— begin Source —

In [1]:
import numpy as np
import random
import patsy
import statsmodels.api as sm
from scipy.stats import chi2

## Exercise 2

In [2]:
def f(x1, x2):
    assert x1.size == x2.size
    return np.sin(x1) + np.cos(x2)

In [3]:
n2 = 1000
X = np.random.uniform(size=(n2, 2))
y = f(X[:, 0], X[:, 1]) + np.random.normal(scale=0.1, size=(n2, )) # shape (1000, )

In [4]:
def bx_tensor(x, m=2):
    knots = [(i/(m+1)) for i in range(1, m+1)]
    basis_num = m + 1 + 3
    bx1 = patsy.bs(x=x[:, 0], knots=knots, degree=3, include_intercept=True, lower_bound=0, upper_bound=1)
    bx2 = patsy.bs(x=x[:, 1], knots=knots, degree=3, include_intercept=True, lower_bound=0, upper_bound=1)

— end Source —

▶ [Your goal] Please state the value that n2 is set to in the notebook code. The data that come next are from a separate source.

— begin Data records —

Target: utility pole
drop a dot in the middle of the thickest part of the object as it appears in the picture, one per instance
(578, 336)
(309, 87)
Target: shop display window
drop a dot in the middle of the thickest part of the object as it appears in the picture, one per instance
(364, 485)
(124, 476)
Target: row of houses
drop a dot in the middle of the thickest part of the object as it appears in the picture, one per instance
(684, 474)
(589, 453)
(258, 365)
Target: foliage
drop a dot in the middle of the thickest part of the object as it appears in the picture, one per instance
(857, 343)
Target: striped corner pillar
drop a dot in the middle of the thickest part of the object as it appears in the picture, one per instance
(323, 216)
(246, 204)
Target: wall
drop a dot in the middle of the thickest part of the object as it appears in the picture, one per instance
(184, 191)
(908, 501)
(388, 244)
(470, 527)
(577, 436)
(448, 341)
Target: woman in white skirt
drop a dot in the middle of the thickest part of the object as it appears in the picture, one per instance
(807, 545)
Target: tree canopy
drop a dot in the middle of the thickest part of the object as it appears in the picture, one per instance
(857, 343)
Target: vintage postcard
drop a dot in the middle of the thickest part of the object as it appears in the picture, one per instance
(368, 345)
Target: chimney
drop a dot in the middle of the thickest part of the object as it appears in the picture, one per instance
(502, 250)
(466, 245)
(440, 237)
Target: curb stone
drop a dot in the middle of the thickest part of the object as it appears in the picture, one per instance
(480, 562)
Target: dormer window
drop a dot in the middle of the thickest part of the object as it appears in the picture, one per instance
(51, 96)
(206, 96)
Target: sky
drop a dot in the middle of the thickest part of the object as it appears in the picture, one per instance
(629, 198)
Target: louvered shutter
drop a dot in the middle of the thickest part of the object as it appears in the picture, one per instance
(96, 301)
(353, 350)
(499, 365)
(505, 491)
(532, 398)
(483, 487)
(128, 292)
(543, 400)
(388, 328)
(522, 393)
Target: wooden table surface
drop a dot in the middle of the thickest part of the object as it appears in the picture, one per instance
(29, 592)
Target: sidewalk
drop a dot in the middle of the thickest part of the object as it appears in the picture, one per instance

— end Data records —

▶ [Response to this task] 1000